Top of DOCUMENT EXCERPT

F021 Output Ph Loss 2 Output Phase Loss (if enabled).
Configure with A557 [Out Phas Loss En].

The drive can operate single phase. So be aware of that when configuring your drive options. I don't see a parameter for monitoring phase voltage, i know they exist in the 700 series. thought they might in 500s. I've not used 500s so hadn't looked at their params list.
 
There is nothing in A-B (6 pulse) drives that looks at the actual incoming line voltages, which makes them all suitable for using on single phase (with the proper de-rating). What the drives look at is the DC bus ripple and when excessive, they trip, then the trip tells you it was a phase loss. But if the load is light, it is the same effect as de-rating, so the drive doesn't know that it lost a phase. On a PF52x drive, the load will have to be less than about 30% of the rating of the drive, on the PF7xx drives, about 50%. So if your load was very light compared to the size of the drive, it didn't care that a fuse had blown, at least not yet. No harm, no foul.

A lot of drive mfrs are doing this now, because having a phase monitor on the front-end is basically pointless and limits your ability to sell it to people who want to use it as a phase converter.
 
Last edited:
+1 on them having no direct input phase loss fault monitoring.

For a single phase supply, the PowerFlex 4 and 520 series drives must be derated 35% on the output load but the larger 400 series drives do not support derating (Frame G & H).

For derating the 7 series drives it's the temperature of the diode/SCR (Silicon Controlled Rectifier) front end that must be kept low (25°C/77°F) to protect the bus caps from the excess bus ripple. That's why they must be further derated to 50% on the output load.

When you single phase a normally 3 phase input you essentially use 4 diodes instead of all 6, stressing the diode structure. When the dc bus drops below the ac line equivalent voltage the diodes conduct or forward bias. You also create more dc bus ripple on the dc bus using only 4 of the 6 diodes.

Just to also point out, there are single phase input supply models available which require no derating. Ideally these should be used where you know you have or want to use a single phase supply and wish to avoid derating the output load.

Regards,
George
 
So we noticed a PF 525 with one blown fuse yesterday. It never faulted, who knows how long it ran like that. Is there a parameter that could be monitored so we would know if it were to happen again? Does DC bus voltage dip with a single phased input? Suppose I could bench check that.

Thanks
Justin


Did the blown fuse cause a problem of some sort? It obviously didn't blow to 'protect' the drive .. maybe a manufacturing issue with the fuse?


I'm trying to understand why you are interested in monitoring this. If the motor is OK, and the Drive is OK, and it did not cause you any downtime ... maybe the drive and motor are a bit (33%) oversized ;) ... but where is the problem?
 
Did the blown fuse cause a problem of some sort? It obviously didn't blow to 'protect' the drive .. maybe a manufacturing issue with the fuse?

Bottom of DOCUMENT EXCERPT

### WHAT THIS TASK INVOLVES
In the forum thread, by how much must the PowerFlex 4 and 520 series drives be derated on the output load for a single phase supply?

Top of DATA SUPPLIED

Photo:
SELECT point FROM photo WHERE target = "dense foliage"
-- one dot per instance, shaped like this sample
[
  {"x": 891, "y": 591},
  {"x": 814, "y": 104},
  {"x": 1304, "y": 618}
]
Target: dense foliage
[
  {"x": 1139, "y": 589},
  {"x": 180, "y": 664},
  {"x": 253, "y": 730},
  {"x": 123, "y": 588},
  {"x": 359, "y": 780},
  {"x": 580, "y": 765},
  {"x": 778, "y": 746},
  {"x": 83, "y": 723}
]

Bottom of DATA SUPPLIED

### EXERCISE RESULT
By 35%.